[PATCH v4 00/33] Initial implementation of standard boot

Tom Rini trini at konsulko.com
Wed Mar 23 20:30:13 CET 2022


On Wed, Mar 23, 2022 at 08:21:22PM +0100, Michael Nazzareno Trimarchi wrote:
> Hi Tom
> 
> On Wed, Mar 23, 2022 at 7:46 PM Simon Glass <sjg at chromium.org> wrote:
> >
> > Hi Tom,
> >
> > On Wed, 23 Mar 2022 at 08:05, Tom Rini <trini at konsulko.com> wrote:
> > >
> > > On Sun, Mar 06, 2022 at 05:49:43AM -0700, Simon Glass wrote:
> > > >
> > > > The bootflow feature provide a built-in way for U-Boot to automatically
> > > > boot an Operating System without custom scripting and other customisation.
> > > > This is called 'standard boot' since it provides a standard way for
> > > > U-Boot to boot a distro, without scripting.
> > > >
> > > > It introduces the following concepts:
> > > >
> > > >    - bootdev - a device which can hold a distro
> > > >    - bootmeth - a method to scan a bootdev to find bootflows (owned by
> > > >                 U-Boot)
> > > >    - bootflow - a description of how to boot (owned by the distro)

▸ **Written instruction a**
Gather every line of the records that contains the string "tray", matching uppercase and lowercase exactly.
The post about U-Boot standard boot has no connection to the records that come after it.

▸ **Data section**
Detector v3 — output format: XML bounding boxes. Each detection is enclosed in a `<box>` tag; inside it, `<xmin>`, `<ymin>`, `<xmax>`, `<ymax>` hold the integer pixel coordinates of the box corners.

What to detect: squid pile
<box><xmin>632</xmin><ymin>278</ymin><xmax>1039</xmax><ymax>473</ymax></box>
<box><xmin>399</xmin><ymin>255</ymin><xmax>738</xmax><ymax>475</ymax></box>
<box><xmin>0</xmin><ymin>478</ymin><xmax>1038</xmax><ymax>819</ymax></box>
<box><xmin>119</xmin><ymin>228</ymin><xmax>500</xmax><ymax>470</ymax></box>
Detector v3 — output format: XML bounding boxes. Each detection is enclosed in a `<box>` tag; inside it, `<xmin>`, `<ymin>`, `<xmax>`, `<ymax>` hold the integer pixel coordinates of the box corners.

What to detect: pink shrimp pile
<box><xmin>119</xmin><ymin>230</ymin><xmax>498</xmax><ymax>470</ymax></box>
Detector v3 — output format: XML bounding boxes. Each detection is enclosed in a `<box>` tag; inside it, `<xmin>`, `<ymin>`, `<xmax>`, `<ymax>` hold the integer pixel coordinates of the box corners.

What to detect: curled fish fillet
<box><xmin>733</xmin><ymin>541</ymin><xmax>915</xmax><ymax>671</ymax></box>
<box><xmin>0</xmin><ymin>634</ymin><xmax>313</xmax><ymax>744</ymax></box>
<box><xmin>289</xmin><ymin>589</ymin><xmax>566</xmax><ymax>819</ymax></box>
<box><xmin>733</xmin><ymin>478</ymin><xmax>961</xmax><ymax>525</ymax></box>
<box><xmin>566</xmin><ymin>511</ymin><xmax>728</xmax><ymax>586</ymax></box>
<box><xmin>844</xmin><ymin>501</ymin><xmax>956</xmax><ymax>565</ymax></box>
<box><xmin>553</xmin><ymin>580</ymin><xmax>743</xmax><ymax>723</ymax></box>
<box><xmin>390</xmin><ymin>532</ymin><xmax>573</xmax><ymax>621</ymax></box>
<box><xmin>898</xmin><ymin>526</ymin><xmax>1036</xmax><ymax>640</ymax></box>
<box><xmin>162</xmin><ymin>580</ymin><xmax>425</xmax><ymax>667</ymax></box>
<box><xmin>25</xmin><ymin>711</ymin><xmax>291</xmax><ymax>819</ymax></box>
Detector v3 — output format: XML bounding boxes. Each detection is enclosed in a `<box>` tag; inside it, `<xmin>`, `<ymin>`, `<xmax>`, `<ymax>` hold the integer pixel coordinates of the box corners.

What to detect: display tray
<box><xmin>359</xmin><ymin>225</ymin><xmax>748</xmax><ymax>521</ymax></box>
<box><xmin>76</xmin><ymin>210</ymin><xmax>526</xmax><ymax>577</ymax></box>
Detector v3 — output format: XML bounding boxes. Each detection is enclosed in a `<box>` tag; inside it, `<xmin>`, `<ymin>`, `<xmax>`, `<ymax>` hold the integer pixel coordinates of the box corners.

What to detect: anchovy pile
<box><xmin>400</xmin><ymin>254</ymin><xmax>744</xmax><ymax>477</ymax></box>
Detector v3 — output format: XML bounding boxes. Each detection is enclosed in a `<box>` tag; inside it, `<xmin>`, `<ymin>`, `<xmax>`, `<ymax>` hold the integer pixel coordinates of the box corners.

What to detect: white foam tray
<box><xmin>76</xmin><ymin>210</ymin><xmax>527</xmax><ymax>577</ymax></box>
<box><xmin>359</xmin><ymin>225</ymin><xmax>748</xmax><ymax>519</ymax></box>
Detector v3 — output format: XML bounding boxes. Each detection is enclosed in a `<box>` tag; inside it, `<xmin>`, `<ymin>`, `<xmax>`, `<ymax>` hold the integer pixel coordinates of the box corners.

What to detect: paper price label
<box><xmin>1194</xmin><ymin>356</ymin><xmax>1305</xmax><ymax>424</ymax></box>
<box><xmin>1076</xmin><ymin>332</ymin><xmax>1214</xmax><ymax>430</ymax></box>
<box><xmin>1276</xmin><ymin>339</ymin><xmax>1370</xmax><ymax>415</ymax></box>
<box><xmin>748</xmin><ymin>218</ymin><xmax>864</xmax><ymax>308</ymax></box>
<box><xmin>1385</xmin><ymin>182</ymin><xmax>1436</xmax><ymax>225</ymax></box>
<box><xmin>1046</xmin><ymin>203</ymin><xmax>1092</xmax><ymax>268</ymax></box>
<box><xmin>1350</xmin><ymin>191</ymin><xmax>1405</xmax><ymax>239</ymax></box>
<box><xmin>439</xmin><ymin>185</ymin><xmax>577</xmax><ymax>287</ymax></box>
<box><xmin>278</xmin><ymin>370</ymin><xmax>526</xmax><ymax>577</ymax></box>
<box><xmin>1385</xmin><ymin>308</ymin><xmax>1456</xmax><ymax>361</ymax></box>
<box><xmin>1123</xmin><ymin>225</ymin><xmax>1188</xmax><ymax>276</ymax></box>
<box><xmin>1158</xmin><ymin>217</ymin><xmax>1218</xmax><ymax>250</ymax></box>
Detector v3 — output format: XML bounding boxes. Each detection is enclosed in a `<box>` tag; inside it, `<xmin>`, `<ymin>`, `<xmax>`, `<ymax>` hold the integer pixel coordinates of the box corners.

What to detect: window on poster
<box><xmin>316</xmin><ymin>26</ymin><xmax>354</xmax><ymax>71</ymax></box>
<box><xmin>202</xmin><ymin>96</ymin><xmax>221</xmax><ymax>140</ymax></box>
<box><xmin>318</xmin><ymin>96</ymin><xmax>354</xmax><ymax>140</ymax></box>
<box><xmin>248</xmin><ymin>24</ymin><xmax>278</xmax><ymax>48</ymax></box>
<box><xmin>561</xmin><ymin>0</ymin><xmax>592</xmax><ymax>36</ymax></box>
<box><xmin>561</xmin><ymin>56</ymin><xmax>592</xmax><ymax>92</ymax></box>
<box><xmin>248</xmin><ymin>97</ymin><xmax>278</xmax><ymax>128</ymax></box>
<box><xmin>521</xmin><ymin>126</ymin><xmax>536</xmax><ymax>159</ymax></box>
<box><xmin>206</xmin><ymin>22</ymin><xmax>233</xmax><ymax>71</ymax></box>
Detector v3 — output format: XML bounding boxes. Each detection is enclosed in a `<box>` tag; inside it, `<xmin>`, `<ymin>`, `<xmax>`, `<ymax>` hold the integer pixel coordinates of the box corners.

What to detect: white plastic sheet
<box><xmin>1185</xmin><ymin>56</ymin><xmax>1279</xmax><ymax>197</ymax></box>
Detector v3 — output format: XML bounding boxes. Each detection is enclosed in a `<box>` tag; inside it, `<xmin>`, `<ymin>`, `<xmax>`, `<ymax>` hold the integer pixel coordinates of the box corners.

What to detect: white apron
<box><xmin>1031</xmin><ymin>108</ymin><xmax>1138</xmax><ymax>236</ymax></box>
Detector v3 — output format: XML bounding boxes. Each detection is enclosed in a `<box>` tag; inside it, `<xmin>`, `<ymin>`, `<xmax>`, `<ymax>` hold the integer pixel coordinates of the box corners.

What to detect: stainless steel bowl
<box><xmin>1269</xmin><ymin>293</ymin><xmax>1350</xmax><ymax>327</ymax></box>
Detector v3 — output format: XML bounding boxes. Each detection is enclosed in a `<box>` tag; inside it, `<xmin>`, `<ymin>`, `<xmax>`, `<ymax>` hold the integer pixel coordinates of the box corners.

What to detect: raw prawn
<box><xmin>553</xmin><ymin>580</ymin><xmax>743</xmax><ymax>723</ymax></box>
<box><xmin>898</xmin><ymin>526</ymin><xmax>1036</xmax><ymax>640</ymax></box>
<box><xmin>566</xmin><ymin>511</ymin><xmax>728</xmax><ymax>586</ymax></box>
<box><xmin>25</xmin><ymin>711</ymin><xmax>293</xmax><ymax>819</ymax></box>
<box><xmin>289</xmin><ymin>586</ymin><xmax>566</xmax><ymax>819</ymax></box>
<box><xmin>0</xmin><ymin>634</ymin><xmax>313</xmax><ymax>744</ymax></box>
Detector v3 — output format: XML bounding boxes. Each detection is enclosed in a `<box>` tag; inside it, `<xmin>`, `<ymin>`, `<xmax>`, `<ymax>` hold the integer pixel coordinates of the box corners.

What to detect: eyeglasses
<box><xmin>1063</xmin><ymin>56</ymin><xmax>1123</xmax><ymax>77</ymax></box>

▸ **Written instruction b**
Rewrite the paragraph in the standard boot post that begins "The bootflow feature provide" so it's shorter but keeps its main facts.

▸ **Full output a**
What to detect: display tray
What to detect: white foam tray

▸ **Full output b**
The bootflow feature, called "standard boot," gives U-Boot a built-in, standard way to boot an operating system or distro automatically, without custom scripting or other customization.